Make special, unexpected touches the reason your gathering stands apart from the crowd. Set a table that mixes tradition with fresh and modern twists. Combine heirloom pieces with seasonal fresh fruit, pinecones, and branches, or consider boxwood and other greenery or small gifts wrapped in beautiful paper. Children coming to dinner? Gingerbread houses make for fun, whimsical centerpieces.

 

Twinkle, twinkle.

Play with lighting in the form of twinkle lights, candles (real or LED) and add in mirrors and glassware to reflect the warm glow. Evaluate the lighting in your dining space and consider swapping out old bulbs for new ones that add to the mood you want to create.

 

Sweet Touches.

At dessert time, think mini. From pies to donuts to ice cream sandwiches made with holiday cookies, most guests prefer to enjoy a variety of smaller sized treats rather than a huge slice of pie.

 

If you can’t cook, don’t.

If the thought of holiday cooking sends your heart racing, arrange for guests to bring the dishes. Your role? Be organized so you don’t end up with too much of one course and not enough of another.

 

If you do nothing else…

Have a plan. Haas says it’s imperative that you “feel in control of the day and the event.” Make a shopping list, a prep list, a day-of list, and a timeline. If you’re planning a seated dinner, ask yourself what time you’d like to serve the entrée and work backwards to determine the party’s start time and cocktail hour.

— Information shown —

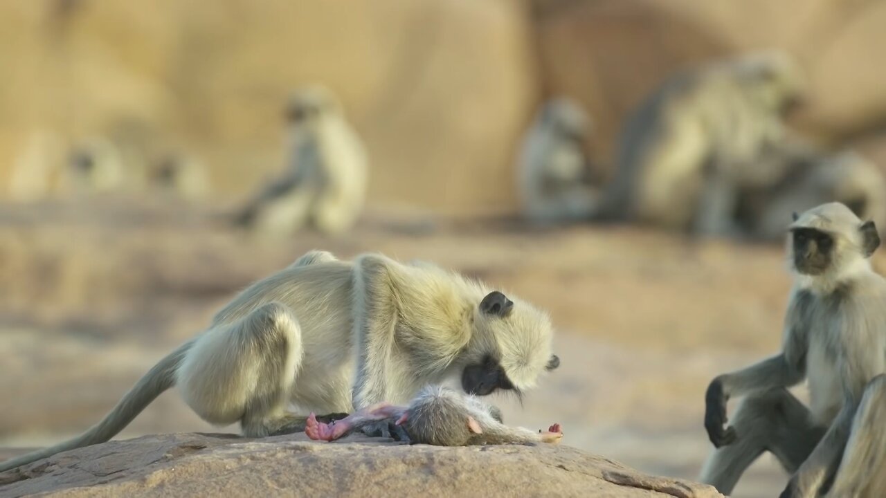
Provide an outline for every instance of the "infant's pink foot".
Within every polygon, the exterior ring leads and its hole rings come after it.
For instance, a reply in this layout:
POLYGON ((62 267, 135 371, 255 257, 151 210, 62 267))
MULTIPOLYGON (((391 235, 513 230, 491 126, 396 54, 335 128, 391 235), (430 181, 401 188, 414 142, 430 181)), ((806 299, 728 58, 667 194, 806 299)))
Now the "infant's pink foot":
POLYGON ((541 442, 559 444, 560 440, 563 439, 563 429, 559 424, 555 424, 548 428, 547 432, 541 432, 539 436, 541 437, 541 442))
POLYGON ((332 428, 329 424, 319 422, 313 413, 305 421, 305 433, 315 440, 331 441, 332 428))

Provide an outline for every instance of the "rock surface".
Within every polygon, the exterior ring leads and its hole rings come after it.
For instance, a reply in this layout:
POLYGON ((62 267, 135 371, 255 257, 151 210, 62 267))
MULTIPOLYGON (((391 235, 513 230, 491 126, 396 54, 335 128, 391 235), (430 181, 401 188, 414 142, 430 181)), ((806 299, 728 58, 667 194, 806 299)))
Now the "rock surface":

— Challenge —
Return the stretch of the holiday hosting tips above from "If you can’t" through "and cocktail hour.", copied word for word.

— Answer for this exercise —
If you can’t cook, don’t.

If the thought of holiday cooking sends your heart racing, arrange for guests to bring the dishes. Your role? Be organized so you don’t end up with too much of one course and not enough of another.

 

If you do nothing else…

Have a plan. Haas says it’s imperative that you “feel in control of the day and the event.” Make a shopping list, a prep list, a day-of list, and a timeline. If you’re planning a seated dinner, ask yourself what time you’d like to serve the entrée and work backwards to determine the party’s start time and cocktail hour.